• Your assignment: Type out all the records word for word. Any pictures are to be left out.

• Data for review:
-.-.-
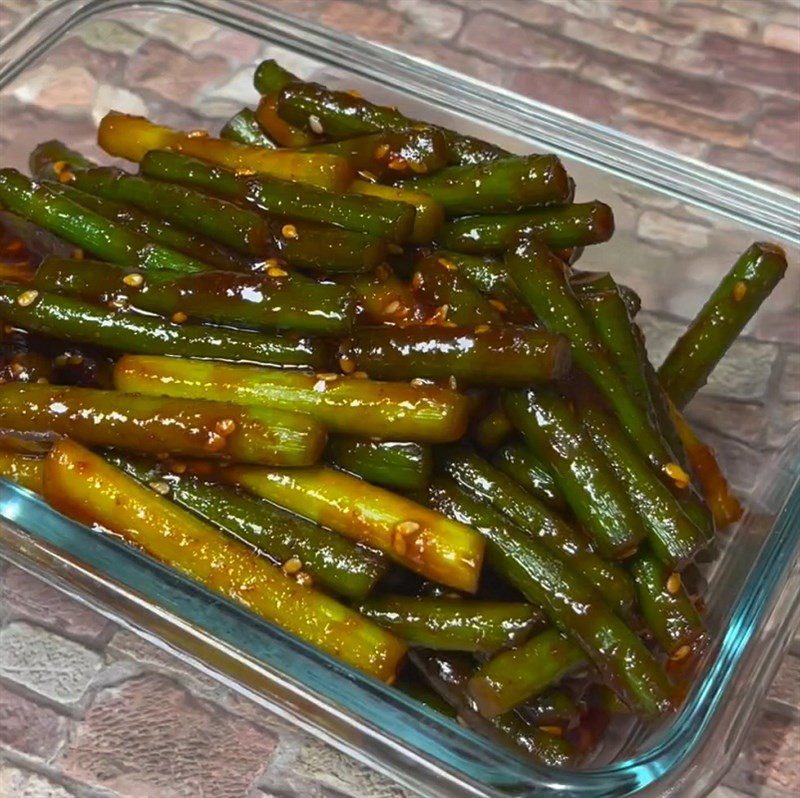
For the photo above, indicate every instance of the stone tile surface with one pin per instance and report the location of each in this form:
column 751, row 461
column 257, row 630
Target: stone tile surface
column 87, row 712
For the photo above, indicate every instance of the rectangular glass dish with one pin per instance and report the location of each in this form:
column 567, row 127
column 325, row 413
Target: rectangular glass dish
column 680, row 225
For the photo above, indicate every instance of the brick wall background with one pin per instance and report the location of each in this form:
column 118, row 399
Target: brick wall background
-.-.-
• Completed task:
For the photo above, indicate every instance of the stone tile surface with one pin per instance and report the location of each in this form:
column 751, row 461
column 257, row 630
Target: stone tile surface
column 87, row 712
For the photo above, indicate every instance of the rectangular glass dish with one pin per instance and report the location of each in this form:
column 567, row 127
column 325, row 413
Target: rectangular glass dish
column 680, row 225
For the photo above, indicate every instance of the brick wall background with one pin per instance and report the location of each in this form:
column 118, row 399
Target: brick wall background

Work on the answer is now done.